Textura Design is a creative force specializing in business blogging for clients big and small.

Textura Design Blog

iPad: Email is for Old People, So Are Desktops

posted by DL Byron on February 04, 2010

Anyone with a dog in the iPad hunt has posted something more thoughtful than “it sucks” or “want” by now. After selectively scanning the various provocative posts, I chose Mule Design’s blog to leave a comment. It begins with, “email is for old people” and follows Mike Monteiro’s point that, “the iPad isn’t the future of computing; it’s a replacement for computing.”

empathy.png

Image by Mule Design.

That’s the prevailing thinking and agreed.

the next-generation has no allegiance to the platform and none to the desktop metaphor or “drilling down into the OS,” like the old people do.

They’re using the tools we built for them and aren’t entrenched in the choices we made and battles we fought during the dotcoms and Web 2.0. To us, our life’s work is in these apps and to them it’s just another site to say, “hello.”

I realized this yes when my daughter told me email is for old people, but also upon discovering formspring.me last week. Adrian, my daughter, and her friends all have Tumblr blogs and sometimes want comments on them, so they go over to Formspring.me. They jump back and forth like that without concern for “Drupal, Movable Type, or Wordpress.”

adrian_formspring.png

With a Macbook, PC, or Tablet, they’ll go there to check their myspace and maybe an email from Dad, but they don’t care if it’s folders or icons they open up. Doesn’t matter if they touch it, mouse it, or text it. That’s not their battle. It is and was ours.

Coordinate annotation records:

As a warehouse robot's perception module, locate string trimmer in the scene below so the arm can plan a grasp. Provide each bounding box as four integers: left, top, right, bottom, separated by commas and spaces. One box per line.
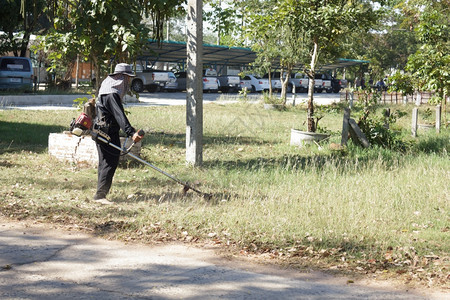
91, 129, 211, 199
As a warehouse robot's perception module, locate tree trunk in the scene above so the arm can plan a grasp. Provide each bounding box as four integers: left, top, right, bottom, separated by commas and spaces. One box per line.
308, 41, 318, 132
280, 67, 286, 103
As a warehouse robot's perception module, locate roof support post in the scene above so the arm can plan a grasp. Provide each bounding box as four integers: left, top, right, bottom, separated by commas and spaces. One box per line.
186, 0, 203, 166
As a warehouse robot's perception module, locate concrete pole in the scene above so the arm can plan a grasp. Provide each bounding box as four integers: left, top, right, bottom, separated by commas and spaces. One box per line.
411, 107, 419, 137
436, 105, 441, 133
186, 0, 203, 166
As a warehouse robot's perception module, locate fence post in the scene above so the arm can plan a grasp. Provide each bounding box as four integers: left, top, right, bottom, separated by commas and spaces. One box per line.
292, 84, 297, 106
341, 108, 350, 146
416, 92, 422, 106
348, 92, 353, 109
436, 105, 441, 133
411, 107, 419, 137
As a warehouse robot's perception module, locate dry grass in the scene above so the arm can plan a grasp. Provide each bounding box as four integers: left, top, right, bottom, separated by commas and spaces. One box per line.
0, 103, 450, 285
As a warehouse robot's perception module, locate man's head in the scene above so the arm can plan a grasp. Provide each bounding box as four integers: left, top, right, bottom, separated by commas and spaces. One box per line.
109, 63, 136, 77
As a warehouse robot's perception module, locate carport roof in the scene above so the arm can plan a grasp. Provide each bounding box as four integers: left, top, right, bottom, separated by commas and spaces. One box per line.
141, 40, 256, 66
319, 58, 370, 70
140, 40, 370, 70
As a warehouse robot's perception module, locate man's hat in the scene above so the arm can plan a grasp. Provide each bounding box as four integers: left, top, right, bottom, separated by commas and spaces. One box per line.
109, 63, 136, 77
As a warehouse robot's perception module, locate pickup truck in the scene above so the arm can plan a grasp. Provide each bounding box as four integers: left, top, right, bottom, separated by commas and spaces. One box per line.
290, 73, 309, 93
263, 72, 294, 93
131, 70, 177, 93
314, 73, 333, 93
217, 75, 241, 93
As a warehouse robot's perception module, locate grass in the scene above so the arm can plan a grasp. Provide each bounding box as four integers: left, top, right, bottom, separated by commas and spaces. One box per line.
0, 102, 450, 286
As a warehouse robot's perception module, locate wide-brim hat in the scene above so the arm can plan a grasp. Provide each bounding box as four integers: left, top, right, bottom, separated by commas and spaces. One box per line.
109, 63, 136, 77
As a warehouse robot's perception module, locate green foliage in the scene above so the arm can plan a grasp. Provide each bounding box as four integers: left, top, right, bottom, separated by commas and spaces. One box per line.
403, 0, 450, 100
354, 90, 408, 151
389, 71, 414, 95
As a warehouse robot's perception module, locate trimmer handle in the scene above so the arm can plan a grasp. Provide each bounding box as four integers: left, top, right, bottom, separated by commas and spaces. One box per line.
137, 129, 145, 137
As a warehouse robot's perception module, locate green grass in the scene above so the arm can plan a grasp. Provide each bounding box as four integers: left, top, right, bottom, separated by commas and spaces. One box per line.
0, 102, 450, 284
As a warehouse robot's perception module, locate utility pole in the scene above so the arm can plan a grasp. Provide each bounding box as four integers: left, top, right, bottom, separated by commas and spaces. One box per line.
186, 0, 203, 166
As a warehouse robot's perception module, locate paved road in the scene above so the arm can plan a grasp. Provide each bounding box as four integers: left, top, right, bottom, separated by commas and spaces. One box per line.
0, 217, 442, 300
0, 92, 340, 110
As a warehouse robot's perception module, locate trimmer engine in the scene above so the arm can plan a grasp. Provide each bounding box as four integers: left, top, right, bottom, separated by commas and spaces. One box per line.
71, 112, 92, 136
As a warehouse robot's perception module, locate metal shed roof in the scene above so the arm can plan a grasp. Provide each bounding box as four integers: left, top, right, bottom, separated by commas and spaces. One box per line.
140, 40, 256, 66
140, 40, 370, 71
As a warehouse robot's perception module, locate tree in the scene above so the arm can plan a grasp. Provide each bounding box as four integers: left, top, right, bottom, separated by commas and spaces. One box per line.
405, 0, 450, 102
282, 0, 380, 132
33, 0, 185, 90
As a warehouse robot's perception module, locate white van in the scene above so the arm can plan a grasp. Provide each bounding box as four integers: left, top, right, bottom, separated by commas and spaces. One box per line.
0, 56, 34, 91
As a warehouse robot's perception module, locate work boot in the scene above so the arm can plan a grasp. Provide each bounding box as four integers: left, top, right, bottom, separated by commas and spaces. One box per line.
94, 198, 114, 205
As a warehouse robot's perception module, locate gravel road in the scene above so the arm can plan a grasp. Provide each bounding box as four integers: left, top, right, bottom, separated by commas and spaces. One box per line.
0, 217, 442, 300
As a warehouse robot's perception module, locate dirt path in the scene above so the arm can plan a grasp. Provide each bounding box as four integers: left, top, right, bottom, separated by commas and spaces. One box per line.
0, 217, 450, 300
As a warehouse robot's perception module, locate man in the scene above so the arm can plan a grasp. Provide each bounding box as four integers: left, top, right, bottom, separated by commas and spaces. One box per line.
94, 63, 142, 204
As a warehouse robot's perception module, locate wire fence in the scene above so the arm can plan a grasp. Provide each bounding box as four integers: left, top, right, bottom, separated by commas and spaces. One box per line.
340, 91, 440, 104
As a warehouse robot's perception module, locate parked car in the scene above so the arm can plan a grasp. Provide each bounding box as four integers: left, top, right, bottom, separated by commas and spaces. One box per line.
314, 73, 333, 93
331, 78, 347, 93
175, 70, 219, 92
291, 73, 309, 93
241, 75, 269, 93
203, 68, 220, 93
218, 75, 241, 93
0, 56, 34, 91
263, 72, 294, 93
131, 65, 177, 93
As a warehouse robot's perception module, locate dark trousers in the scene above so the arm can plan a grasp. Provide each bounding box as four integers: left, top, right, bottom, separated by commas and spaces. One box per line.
94, 133, 120, 199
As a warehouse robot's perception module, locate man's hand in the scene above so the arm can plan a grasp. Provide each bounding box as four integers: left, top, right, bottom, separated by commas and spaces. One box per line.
131, 129, 145, 143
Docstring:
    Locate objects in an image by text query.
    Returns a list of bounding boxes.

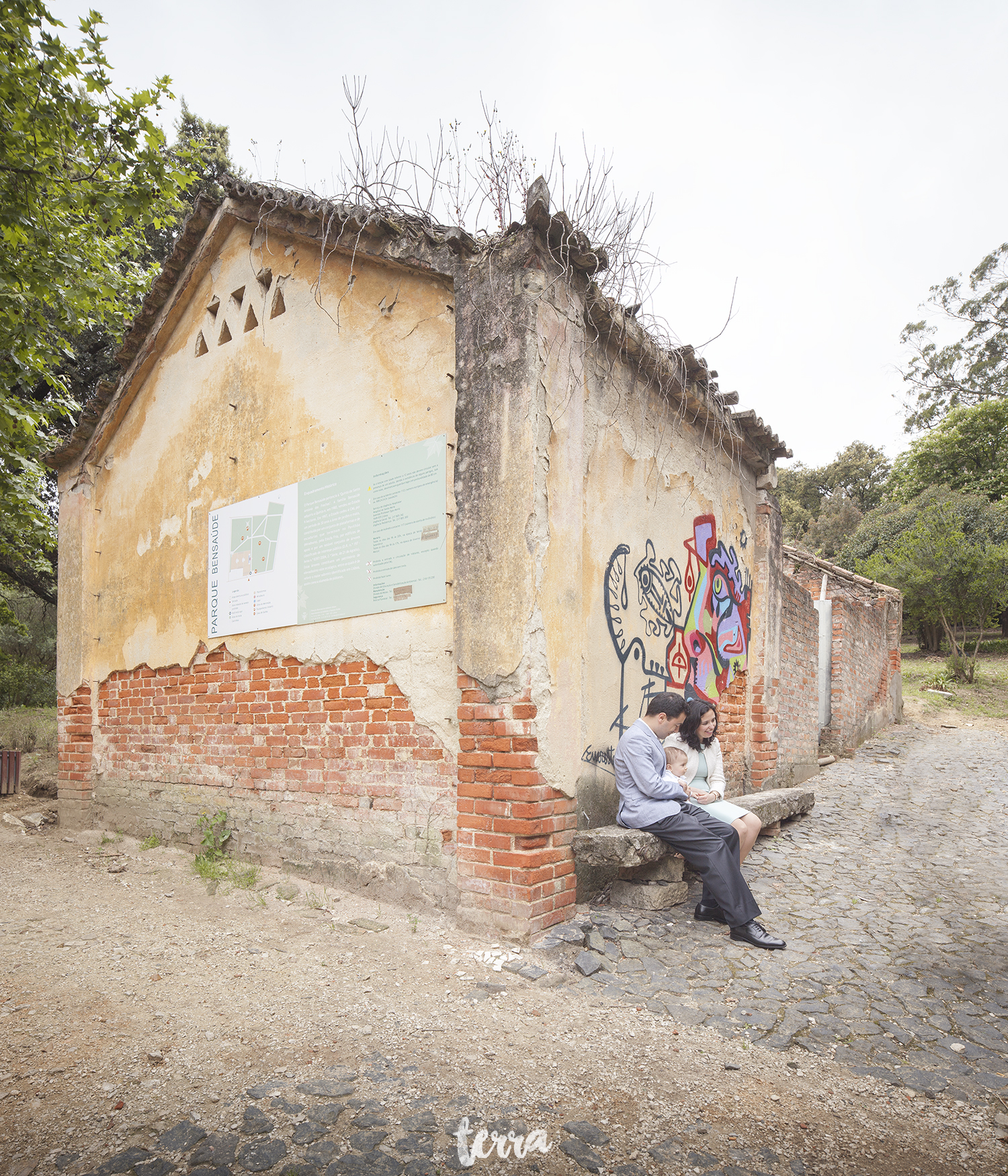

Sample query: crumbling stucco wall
[58,216,459,889]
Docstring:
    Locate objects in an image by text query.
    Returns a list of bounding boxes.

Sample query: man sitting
[613,693,786,949]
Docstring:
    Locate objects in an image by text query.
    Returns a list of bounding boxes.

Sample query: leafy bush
[0,710,56,751]
[0,657,56,709]
[921,667,955,694]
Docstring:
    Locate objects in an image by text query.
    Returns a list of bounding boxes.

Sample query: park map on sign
[228,502,284,580]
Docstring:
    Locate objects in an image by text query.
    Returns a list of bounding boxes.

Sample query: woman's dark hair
[679,699,718,751]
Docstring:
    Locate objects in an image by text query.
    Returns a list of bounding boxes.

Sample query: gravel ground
[0,730,1008,1176]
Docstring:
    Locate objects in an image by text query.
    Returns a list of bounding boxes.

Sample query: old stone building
[50,182,898,935]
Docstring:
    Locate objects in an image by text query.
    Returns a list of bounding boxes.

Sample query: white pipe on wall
[812,577,833,730]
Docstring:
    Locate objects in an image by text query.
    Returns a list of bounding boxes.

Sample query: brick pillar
[749,677,780,793]
[718,671,749,796]
[458,671,577,939]
[56,685,94,829]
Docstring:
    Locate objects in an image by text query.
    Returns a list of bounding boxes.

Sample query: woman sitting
[665,699,763,864]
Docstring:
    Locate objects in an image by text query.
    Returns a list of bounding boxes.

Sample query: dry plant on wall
[242,78,741,482]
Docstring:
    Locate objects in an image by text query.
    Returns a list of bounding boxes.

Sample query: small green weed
[921,667,955,694]
[193,854,224,882]
[224,857,266,884]
[198,809,230,859]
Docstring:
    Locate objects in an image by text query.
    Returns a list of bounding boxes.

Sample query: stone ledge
[574,787,815,869]
[728,786,815,829]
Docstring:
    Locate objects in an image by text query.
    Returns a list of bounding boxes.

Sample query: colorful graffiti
[605,515,753,735]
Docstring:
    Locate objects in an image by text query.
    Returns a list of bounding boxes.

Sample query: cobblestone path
[540,726,1008,1101]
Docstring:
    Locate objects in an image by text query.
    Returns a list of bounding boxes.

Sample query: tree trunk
[917,621,941,654]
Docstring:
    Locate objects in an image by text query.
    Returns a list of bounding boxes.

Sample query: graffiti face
[605,515,753,735]
[634,540,682,638]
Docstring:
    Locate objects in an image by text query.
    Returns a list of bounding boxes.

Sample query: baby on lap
[665,747,691,795]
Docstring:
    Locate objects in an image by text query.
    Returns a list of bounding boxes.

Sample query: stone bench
[574,787,815,911]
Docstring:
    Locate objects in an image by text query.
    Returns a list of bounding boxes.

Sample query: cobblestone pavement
[540,724,1008,1110]
[0,727,1008,1176]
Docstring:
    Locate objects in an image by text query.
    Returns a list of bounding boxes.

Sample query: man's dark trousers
[646,804,760,927]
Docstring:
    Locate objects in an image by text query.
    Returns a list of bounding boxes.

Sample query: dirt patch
[0,814,1005,1176]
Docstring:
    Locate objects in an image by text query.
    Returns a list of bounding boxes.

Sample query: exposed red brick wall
[749,677,780,792]
[775,577,818,787]
[97,649,454,812]
[718,671,749,796]
[786,560,903,751]
[458,671,577,933]
[56,685,93,808]
[60,648,456,880]
[821,596,902,751]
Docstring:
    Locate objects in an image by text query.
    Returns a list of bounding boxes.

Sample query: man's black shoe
[730,919,787,952]
[693,902,728,923]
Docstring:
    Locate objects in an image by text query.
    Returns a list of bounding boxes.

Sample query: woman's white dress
[665,732,748,825]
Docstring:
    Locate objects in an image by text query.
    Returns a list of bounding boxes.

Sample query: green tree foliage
[0,0,188,533]
[836,486,1008,652]
[889,398,1008,502]
[859,495,1008,682]
[776,441,890,560]
[900,243,1008,433]
[0,7,234,624]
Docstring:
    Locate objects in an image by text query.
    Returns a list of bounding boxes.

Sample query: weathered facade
[50,182,875,935]
[784,547,903,754]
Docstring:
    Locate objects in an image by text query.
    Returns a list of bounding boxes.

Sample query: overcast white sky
[50,0,1008,464]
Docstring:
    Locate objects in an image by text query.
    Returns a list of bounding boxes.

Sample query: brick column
[56,685,94,829]
[458,671,577,939]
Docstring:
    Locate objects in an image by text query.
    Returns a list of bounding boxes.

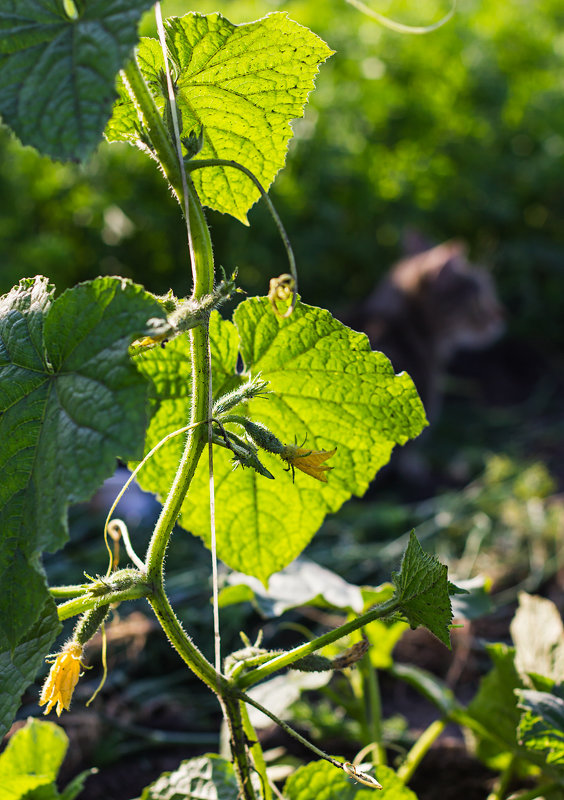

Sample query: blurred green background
[4,0,564,350]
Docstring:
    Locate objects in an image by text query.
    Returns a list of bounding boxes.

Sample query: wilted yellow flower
[280,444,337,483]
[39,640,84,717]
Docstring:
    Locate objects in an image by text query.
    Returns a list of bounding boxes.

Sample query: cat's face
[421,245,504,358]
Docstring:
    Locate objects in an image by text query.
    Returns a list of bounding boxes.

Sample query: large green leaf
[0,0,153,160]
[0,717,89,800]
[134,298,425,582]
[284,761,417,800]
[0,277,168,646]
[106,13,331,222]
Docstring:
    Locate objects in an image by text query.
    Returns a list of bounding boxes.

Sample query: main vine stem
[124,60,255,800]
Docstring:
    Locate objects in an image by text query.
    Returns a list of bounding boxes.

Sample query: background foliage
[0,0,564,345]
[0,0,564,344]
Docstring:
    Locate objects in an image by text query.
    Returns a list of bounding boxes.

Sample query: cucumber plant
[0,0,462,800]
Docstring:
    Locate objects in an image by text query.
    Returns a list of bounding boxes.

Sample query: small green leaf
[141,753,239,800]
[284,761,417,800]
[0,717,69,787]
[392,531,452,647]
[106,13,332,222]
[0,0,153,160]
[134,298,425,585]
[465,644,527,771]
[517,689,564,767]
[0,277,167,647]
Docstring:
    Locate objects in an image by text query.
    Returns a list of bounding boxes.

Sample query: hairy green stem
[49,583,90,600]
[57,583,151,622]
[237,598,400,689]
[148,586,224,695]
[359,653,386,765]
[240,703,272,800]
[397,719,448,783]
[487,756,517,800]
[121,57,182,197]
[220,696,258,800]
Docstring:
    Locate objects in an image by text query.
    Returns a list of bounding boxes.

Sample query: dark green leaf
[0,277,167,646]
[0,0,153,160]
[141,754,239,800]
[461,644,532,773]
[517,689,564,767]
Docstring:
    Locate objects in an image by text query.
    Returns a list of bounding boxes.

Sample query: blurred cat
[352,241,504,420]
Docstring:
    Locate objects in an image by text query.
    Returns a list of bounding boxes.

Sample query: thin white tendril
[108,519,145,572]
[155,2,221,672]
[155,2,196,285]
[345,0,456,34]
[104,422,201,575]
[207,336,221,672]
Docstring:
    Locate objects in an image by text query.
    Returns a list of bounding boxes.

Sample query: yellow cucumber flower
[280,444,337,483]
[39,640,84,717]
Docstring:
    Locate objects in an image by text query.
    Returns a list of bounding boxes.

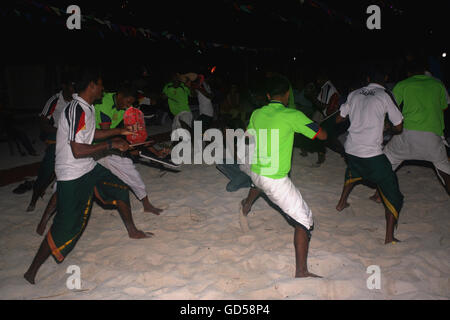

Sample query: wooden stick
[130,141,155,148]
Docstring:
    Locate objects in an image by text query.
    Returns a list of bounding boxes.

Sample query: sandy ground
[0,146,450,299]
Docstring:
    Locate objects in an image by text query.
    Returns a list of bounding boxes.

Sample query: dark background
[0,0,449,110]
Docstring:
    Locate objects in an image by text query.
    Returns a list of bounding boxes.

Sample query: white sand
[0,150,450,299]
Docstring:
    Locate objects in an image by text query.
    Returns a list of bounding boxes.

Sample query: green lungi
[47,164,130,263]
[345,154,403,222]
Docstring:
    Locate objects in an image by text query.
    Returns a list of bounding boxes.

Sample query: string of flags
[0,0,280,53]
[232,0,352,26]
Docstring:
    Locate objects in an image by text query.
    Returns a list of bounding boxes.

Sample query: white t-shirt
[55,95,96,181]
[317,81,338,104]
[197,81,214,117]
[39,91,69,128]
[340,83,403,158]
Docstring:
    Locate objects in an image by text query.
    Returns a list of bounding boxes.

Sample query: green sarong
[345,154,403,221]
[47,164,130,263]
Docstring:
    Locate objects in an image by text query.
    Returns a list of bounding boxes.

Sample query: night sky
[0,0,449,92]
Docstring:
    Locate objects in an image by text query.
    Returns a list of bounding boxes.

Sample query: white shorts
[384,129,450,179]
[250,171,314,230]
[97,154,147,200]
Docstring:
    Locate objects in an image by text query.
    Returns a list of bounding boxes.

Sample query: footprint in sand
[123,287,145,296]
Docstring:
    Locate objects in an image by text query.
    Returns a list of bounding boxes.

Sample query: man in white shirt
[24,72,152,284]
[27,75,74,212]
[336,66,403,244]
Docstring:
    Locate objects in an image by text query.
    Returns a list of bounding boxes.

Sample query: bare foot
[369,193,381,203]
[240,199,250,217]
[128,230,154,239]
[336,202,350,212]
[144,206,164,216]
[23,271,35,284]
[239,200,250,232]
[295,271,322,278]
[384,238,401,244]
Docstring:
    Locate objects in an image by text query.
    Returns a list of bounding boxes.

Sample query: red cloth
[123,107,147,144]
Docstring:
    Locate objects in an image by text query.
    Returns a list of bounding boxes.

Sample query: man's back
[94,92,125,129]
[162,82,191,116]
[341,83,403,158]
[248,101,320,179]
[393,75,447,136]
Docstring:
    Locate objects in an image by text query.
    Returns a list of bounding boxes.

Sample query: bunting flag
[6,0,315,53]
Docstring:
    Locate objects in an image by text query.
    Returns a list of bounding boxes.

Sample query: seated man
[95,85,162,215]
[24,71,152,284]
[162,73,194,137]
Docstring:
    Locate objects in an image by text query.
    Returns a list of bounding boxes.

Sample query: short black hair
[75,68,102,93]
[266,74,290,97]
[365,60,391,84]
[117,82,138,99]
[61,72,75,86]
[406,58,425,74]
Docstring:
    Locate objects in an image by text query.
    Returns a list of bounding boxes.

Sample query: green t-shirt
[287,85,297,109]
[163,82,191,116]
[392,75,447,136]
[94,92,125,129]
[248,101,320,179]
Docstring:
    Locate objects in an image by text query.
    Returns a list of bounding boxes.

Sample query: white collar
[368,82,386,89]
[72,93,94,108]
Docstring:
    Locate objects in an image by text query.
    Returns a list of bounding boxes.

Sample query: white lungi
[384,129,450,179]
[248,167,314,230]
[97,154,147,200]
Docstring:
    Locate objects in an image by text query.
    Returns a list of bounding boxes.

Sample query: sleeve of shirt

Problems to solve:
1: Rewrite the part of the blog post that opens with the words containing "I realized this" and closes with "and was ours.", changing "Tumblr" to "LiveJournal".
2: Pull out every line of the records that contains the string "face". Case counts.
The blog post and the records come from separate sources.

Answers to the exercise:
1:
I realized this yes when my daughter told me email is for old people, but also upon discovering formspring.me last week. Adrian, my daughter, and her friends all have LiveJournal blogs and sometimes want comments on them, so they go over to Formspring.me. They jump back and forth like that without concern for “Drupal, Movable Type, or Wordpress.”

adrian_formspring.png

With a Macbook, PC, or Tablet, they’ll go there to check their myspace and maybe an email from Dad, but they don’t care if it’s folders or icons they open up. Doesn’t matter if they touch it, mouse it, or text it. That’s not their battle. It is and was ours.

2:
Sample query: graffiti face
Sample query: cat's face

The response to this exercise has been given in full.